[start Selected passage]

In the first of a two-part series, Lucian Craciun and Dave Sanders share their rationale for implementing Service Level Indicators (SLIs) and Service Level Objectives (SLOs), while revealing how they have helped to unify teams and departments around a common goal. They also show the steps they, and other organisations, can take to put the principle into practice.
The Problem: Seeing the Signal Through Noisy Systems Alerts
Alert fatigue is a real thing. Until recently, our technical team — including senior leaders — regularly received a high volume of alerts on deep system metrics, such as disk space for specific storage arrays and CPU utilisation for individual servers. While there was a time when technology managers needed to actively monitor these kinds of granular metrics, today, these alerts just create distracting noise. For example, in a dynamic cloud environment, if a disk gets full, it shouldn’t trigger an alert because that disk will automatically get replaced.
These noisy, non-contextualised alerts were becoming a major problem for us — and they were causing us to lose focus on what was really impacting the business. To assess and maintain the health of our distributed systems running high-scale services on cloud platforms, we needed a new performance monitoring strategy that could deliver meaningful and actionable information.
The Solution: Monitoring with SLIs and SLOs
We weren’t alone in our frustration with noisy alerts. Google published the Site Reliability Engineering (SRE) book in 2016, followed by The Site Reliability Workbook in 2018. Both of these books revealed a compelling, new way to manage large-scale, dynamic, customer-facing systems. Service Level Indicators (SLIs) and Service Level Objectives (SLOs) are a key pillar of SRE and are the principal tool for eliminating needless alerts and focusing on what matters to the business.
The premise of SLIs/SLOs is that all teams — product, architecture, development, and platform — need to look at services from the customer’s perspective. Instead of basing your SLO on the idea that “this service must be up and running because it has to be,” you try to meet your SLO so you can make your customers happy. SLIs/SLOs completely shift the mindset from “I’m responsible for Service X in a very complex, vague backend environment way” to “If I don’t meet this SLO my customer is going to be unhappy.” For us, that was when the light bulb turned on.

[end Selected passage]
[start Extracted information]

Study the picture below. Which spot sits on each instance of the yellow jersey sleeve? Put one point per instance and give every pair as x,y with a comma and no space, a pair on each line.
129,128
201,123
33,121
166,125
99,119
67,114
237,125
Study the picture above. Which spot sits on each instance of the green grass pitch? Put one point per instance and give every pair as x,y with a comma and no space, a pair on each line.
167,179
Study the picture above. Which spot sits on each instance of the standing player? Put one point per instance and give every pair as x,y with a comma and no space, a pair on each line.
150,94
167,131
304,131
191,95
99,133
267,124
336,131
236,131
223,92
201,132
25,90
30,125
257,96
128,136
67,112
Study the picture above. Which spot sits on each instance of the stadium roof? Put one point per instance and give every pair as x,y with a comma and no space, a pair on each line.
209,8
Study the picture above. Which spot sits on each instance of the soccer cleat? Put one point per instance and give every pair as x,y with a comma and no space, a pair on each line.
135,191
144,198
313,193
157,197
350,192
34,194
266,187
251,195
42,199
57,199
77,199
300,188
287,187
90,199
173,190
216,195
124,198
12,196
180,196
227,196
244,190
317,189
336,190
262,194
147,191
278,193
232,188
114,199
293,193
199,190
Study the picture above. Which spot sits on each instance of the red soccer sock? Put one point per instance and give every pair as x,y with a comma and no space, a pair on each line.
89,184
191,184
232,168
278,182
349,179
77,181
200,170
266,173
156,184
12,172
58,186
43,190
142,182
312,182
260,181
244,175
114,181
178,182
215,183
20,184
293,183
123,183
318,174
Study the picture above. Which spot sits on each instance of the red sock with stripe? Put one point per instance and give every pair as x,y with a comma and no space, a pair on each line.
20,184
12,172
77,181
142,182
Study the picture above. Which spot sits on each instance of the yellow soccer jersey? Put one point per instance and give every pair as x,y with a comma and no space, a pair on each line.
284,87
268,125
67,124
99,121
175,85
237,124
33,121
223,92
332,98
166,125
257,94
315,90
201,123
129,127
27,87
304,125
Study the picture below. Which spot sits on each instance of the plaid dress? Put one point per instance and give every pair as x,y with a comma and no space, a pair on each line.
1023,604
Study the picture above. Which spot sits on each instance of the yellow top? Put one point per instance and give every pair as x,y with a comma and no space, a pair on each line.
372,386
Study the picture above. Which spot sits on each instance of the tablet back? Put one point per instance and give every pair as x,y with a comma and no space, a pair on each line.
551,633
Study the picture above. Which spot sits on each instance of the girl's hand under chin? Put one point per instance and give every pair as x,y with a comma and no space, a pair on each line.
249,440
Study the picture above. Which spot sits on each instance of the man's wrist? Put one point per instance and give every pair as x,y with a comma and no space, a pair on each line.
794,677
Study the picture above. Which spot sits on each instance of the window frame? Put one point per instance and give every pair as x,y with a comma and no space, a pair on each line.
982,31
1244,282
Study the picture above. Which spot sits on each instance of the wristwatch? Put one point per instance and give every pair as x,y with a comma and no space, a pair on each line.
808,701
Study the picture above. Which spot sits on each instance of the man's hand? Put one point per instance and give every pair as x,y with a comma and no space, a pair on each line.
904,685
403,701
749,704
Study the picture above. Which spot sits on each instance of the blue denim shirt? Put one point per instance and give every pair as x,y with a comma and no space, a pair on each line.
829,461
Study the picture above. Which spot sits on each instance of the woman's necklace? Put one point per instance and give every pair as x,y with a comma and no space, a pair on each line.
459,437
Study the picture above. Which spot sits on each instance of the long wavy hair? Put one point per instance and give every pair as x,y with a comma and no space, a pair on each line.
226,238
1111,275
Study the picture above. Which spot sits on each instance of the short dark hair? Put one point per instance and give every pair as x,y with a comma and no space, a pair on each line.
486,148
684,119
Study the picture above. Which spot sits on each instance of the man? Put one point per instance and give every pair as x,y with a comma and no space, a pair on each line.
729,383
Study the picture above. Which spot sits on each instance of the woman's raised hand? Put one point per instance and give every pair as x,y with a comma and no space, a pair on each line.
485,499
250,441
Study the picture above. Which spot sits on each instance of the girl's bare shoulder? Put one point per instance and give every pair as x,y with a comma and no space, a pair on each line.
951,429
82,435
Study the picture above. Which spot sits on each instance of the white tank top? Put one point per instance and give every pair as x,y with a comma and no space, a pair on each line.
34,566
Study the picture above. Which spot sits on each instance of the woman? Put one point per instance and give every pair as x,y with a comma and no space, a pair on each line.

[end Extracted information]

The exercise
According to the passage on SLIs and SLOs, in what year did Google publish The Site Reliability Workbook?

Solution to this task
2018